* _Selection_

____________

Rethinking America, Richter Scale

Making the United States “democratic” Again

How the U.S. Senate’s filibuster rule must be modified to restore majority rule and give the U.S. a prayer to be a modern, dynamic country.

Takeaways


  • Senator Joe Manchin, a Democrat from conservative West Virginia, is single-handedly thwarting the progress of US and the Biden administration.
  • US Politics: There will always be Joe Manchins in the U.S. Senate. But what can be done about the filibuster?
  • For the Democrats, legislating under the filibuster threat is like starting 10 meters behind the Republican Party in a foot race.
  • Joe Manchin seems determined to stretch his "15 minutes of fame" into an eternity.
  • The 509 US counties that voted for Biden generate 71% of US GDP. Meanwhile, Trump’s 2,547 counties account for just 29% of the US economy.
  • The blue states are the economic engine that enable the red states to underperform. Yet, the latter hold a veto over any progressive policy.
  • US economy: Without filibuster reform, the US will further polarize and split into diverging directions.

Senator Joe Manchin has a lot of explaining to do. Though a Democrat, elected from the conservative state of West Virginia, he is almost single-handedly thwarting the forward progress of the United States and the Biden administration.

Many observers don’t fully realize how dangerous it is that the U.S. has become such an anti-majoritarian democracy. The “will of the majority” is violated in so many commonplace ways.

Antiquated structures

For example, there is the artifact of the electoral college which is used to elect the President of the United States. It should have long ago been abolished in order to ensure that the person becoming President has actually won a majority of the popular vote.

Then there is the extremely malapportioned structure of the U.S. Senate, in which two senators are elected per state, regardless of population. That allows Republicans to win a far greater share of seats than their share of the popular vote.

These defects at the heart of the U.S. political system are deep-seated and anti-democratic in nature. However, they will be difficult to change.

Only a custom

But there is one anti-majoritarian practice that is far easier to change. That is the filibuster in the U.S. Senate, one of several Senate rules that routinely wreck the will of the majority.

____________

From the article on the Senate filibuster, extract word for word the passage that opens with the words containing "Rethinking America, Richter" and closes with "about the filibuster?". The material that comes next has no connection to the article on the Senate filibuster.

* _Raw records_
____________

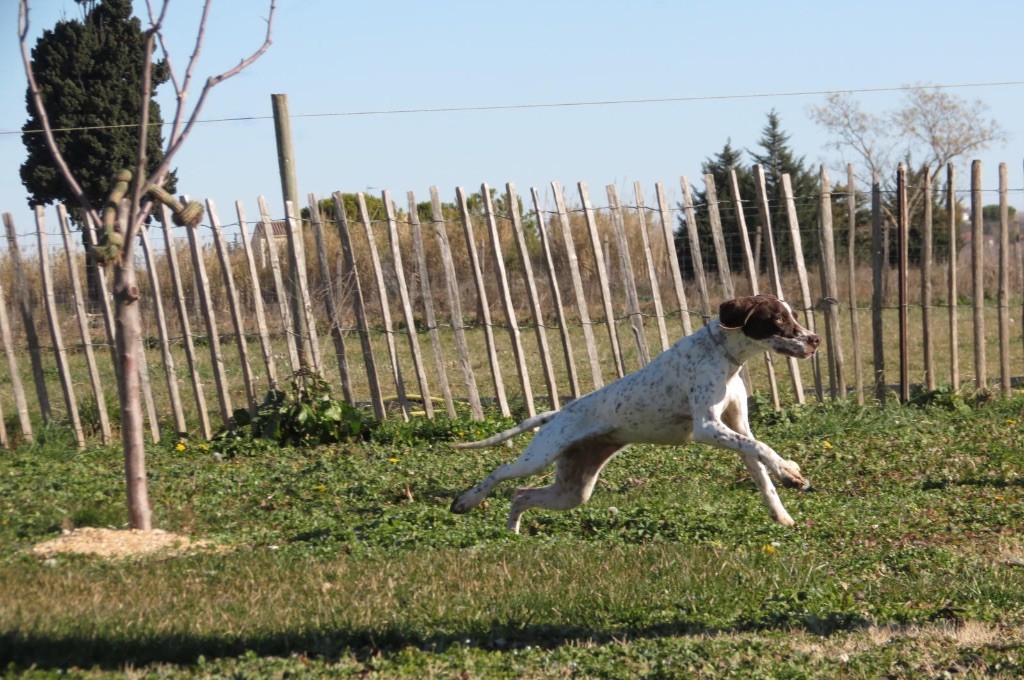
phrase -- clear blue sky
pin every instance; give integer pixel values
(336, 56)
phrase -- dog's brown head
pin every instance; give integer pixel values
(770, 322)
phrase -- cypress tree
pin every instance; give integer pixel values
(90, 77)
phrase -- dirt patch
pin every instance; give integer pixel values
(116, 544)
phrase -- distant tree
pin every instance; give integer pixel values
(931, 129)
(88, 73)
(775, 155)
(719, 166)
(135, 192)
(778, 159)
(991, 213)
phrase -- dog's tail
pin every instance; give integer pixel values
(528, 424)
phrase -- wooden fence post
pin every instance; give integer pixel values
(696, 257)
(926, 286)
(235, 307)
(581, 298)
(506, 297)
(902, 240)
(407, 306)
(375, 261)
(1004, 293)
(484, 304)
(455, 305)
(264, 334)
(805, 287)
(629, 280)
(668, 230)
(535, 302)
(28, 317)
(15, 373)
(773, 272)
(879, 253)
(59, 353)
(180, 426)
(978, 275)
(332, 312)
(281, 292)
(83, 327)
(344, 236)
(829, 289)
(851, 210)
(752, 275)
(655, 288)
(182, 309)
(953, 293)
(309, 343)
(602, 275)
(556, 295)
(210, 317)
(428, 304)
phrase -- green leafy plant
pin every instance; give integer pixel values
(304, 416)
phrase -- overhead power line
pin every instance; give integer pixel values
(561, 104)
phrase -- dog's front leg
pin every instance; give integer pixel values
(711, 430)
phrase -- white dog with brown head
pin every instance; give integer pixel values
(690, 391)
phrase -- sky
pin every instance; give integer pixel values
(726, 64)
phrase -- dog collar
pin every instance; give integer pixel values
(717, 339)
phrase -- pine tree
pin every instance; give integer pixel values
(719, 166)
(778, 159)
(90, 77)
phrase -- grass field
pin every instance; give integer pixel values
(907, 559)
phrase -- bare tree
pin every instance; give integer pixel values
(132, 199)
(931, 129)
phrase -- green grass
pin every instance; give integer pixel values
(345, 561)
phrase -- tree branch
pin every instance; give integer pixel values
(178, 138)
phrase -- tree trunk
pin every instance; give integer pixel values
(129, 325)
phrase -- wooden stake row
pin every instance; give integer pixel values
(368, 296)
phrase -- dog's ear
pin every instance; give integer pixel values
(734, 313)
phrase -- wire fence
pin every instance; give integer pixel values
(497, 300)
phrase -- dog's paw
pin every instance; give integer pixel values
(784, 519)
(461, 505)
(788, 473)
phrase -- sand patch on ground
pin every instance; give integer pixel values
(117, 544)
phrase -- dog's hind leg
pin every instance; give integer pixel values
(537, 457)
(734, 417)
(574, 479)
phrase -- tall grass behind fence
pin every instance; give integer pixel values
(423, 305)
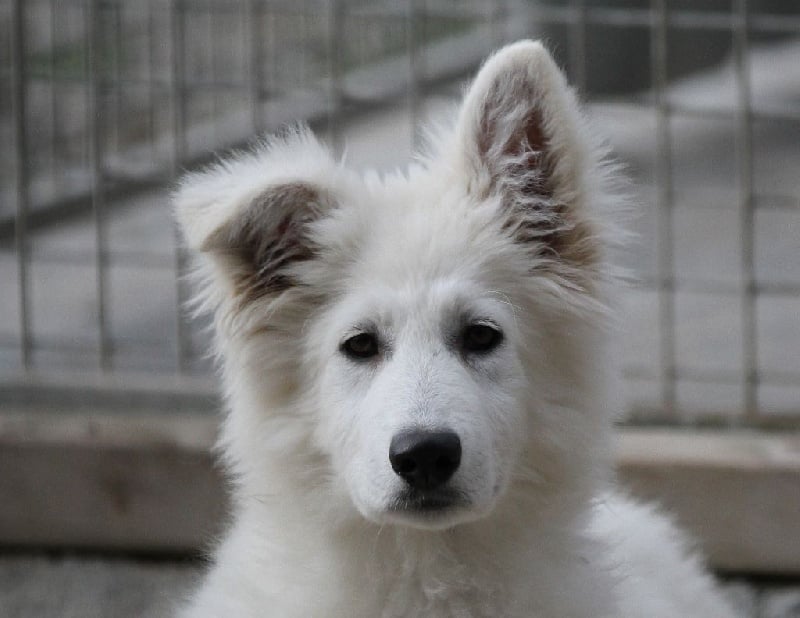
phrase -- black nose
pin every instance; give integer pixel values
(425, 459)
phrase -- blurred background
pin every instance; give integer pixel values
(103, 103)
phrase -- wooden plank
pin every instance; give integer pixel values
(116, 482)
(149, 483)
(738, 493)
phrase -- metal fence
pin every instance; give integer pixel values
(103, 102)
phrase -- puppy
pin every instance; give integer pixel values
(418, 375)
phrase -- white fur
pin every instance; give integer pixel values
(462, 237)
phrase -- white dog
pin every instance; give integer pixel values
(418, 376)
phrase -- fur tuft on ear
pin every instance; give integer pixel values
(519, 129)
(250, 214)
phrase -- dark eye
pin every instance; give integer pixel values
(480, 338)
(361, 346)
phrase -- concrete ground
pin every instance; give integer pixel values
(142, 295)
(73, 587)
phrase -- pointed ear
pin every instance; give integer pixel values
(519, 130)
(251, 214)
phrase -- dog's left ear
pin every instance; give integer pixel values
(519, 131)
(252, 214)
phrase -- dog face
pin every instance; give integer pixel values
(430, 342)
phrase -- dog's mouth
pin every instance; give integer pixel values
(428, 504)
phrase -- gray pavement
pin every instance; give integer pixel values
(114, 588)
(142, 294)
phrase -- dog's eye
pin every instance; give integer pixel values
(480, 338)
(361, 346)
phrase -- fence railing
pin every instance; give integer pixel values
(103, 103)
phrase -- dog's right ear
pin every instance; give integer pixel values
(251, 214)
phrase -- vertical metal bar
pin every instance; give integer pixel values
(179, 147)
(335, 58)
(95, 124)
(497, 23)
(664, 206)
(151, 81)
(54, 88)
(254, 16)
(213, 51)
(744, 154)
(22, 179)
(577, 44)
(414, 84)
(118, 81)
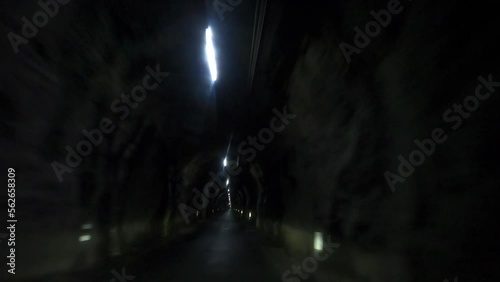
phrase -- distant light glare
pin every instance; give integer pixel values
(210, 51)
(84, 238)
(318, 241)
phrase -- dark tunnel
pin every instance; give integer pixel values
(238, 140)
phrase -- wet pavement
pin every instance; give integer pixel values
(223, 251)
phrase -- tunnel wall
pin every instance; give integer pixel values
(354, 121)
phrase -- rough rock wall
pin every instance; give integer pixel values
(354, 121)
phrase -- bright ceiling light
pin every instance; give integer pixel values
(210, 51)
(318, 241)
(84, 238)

____________

* _Final result_
Rethinking America, Richter Scale

Making the United States “democratic” Again

How the U.S. Senate’s filibuster rule must be modified to restore majority rule and give the U.S. a prayer to be a modern, dynamic country.

Takeaways


  • Senator Joe Manchin, a Democrat from conservative West Virginia, is single-handedly thwarting the progress of US and the Biden administration.
  • US Politics: There will always be Joe Manchins in the U.S. Senate. But what can be done about the filibuster?